## [What is required]
Your task is to print each entry exactly as written.

## [Given information]
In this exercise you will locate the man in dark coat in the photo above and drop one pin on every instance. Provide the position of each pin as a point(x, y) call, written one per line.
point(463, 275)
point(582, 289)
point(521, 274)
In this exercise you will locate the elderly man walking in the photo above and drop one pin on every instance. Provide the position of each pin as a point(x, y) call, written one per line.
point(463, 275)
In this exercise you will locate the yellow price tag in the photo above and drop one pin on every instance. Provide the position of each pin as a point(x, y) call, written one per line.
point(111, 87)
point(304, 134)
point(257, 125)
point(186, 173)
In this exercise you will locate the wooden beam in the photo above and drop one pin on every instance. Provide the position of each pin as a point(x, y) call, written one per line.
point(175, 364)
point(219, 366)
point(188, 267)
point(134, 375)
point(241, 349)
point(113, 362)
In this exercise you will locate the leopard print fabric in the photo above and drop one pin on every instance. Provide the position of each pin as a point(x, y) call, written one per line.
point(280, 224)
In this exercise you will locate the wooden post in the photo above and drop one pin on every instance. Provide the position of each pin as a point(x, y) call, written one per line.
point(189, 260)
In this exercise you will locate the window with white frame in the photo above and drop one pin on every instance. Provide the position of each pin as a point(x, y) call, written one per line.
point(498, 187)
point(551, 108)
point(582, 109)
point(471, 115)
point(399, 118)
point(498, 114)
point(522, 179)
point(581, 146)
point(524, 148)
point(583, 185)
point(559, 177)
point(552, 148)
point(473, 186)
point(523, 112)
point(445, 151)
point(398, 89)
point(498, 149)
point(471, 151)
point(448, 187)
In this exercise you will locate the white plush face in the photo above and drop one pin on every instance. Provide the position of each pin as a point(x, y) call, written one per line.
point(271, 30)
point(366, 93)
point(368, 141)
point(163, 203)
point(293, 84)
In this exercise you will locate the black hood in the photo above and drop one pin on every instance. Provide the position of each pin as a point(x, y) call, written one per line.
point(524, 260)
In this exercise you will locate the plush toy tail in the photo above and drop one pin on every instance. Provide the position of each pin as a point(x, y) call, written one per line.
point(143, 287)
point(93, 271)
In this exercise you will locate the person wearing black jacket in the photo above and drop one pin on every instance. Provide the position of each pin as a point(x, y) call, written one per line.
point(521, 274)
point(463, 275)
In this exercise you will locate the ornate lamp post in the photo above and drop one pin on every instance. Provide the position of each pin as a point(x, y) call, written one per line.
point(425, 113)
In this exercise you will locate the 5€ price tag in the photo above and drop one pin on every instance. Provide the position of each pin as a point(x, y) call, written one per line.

## [Task output]
In this exercise you will locate the man in dark coat in the photo above and drop one pin on every instance. Provide the position of each pin as a point(x, y) call, written one per line.
point(463, 275)
point(582, 289)
point(521, 274)
In this exercise you will locate the elderly man walking in the photo above and drop one pin on every instance. Provide the position of each pin as a point(x, y) call, written one per line.
point(463, 275)
In this exercise you will locate the yellow price tag in the photo above and drop one pin on every instance. Provide the position of each pin as a point(x, y) call, written one per line.
point(111, 87)
point(304, 134)
point(257, 125)
point(186, 173)
In this exercise you will locate the wooden beam in the photo above and drop one pin on every instance. Provide the position of each pin as a point(x, y) call, written one per line.
point(175, 364)
point(219, 366)
point(188, 267)
point(134, 375)
point(241, 349)
point(113, 362)
In this exercise you will locate the leopard print fabric in the photo above and drop one pin on every instance. Provide the position of each pin as a point(x, y) call, written one per line.
point(280, 224)
In this exercise you will locate the wooden post in the photo above and drop one pin on every instance. Provide the position of each pin as a point(x, y) call, written one per line.
point(189, 260)
In this exercise you will locate the window with white frame in the photo above and drop one pin on every instance. Provide the position of each pin as a point(x, y) call, written one per line.
point(498, 187)
point(551, 108)
point(582, 109)
point(471, 115)
point(399, 118)
point(498, 114)
point(522, 179)
point(581, 146)
point(524, 148)
point(583, 185)
point(559, 177)
point(552, 148)
point(473, 186)
point(523, 112)
point(445, 151)
point(398, 89)
point(498, 149)
point(471, 151)
point(448, 187)
In this exercise you will locate the white plush face in the photo above and drop one pin on every instance. Provide the position of each pin as a point(x, y) call, written one per line.
point(271, 30)
point(366, 93)
point(368, 141)
point(163, 203)
point(293, 84)
In this exercise you will locate the black hood in the photo above and drop one pin on every instance. Provide the position of each pin as a point(x, y) call, written one per line.
point(524, 260)
In this exercise you will locate the plush toy tail in the photo above and drop one pin on every instance. Provide the position of each pin as a point(x, y) call, written one per line.
point(143, 287)
point(93, 271)
In this exercise you will locate the person wearing black jacket in the photo above and drop one pin on every instance. Provide the position of each pin as a point(x, y) call, written one per line.
point(521, 274)
point(463, 275)
In this exercise you will locate the ornate lamp post in the photo above and drop one pin on every instance. Provide the position of each pin as a point(x, y) call, written one per line.
point(425, 113)
In this exercise you will locate the 5€ price tag in the photo above and drop one pin on every instance. Provide the position of each pin as a point(x, y) call, written one per line.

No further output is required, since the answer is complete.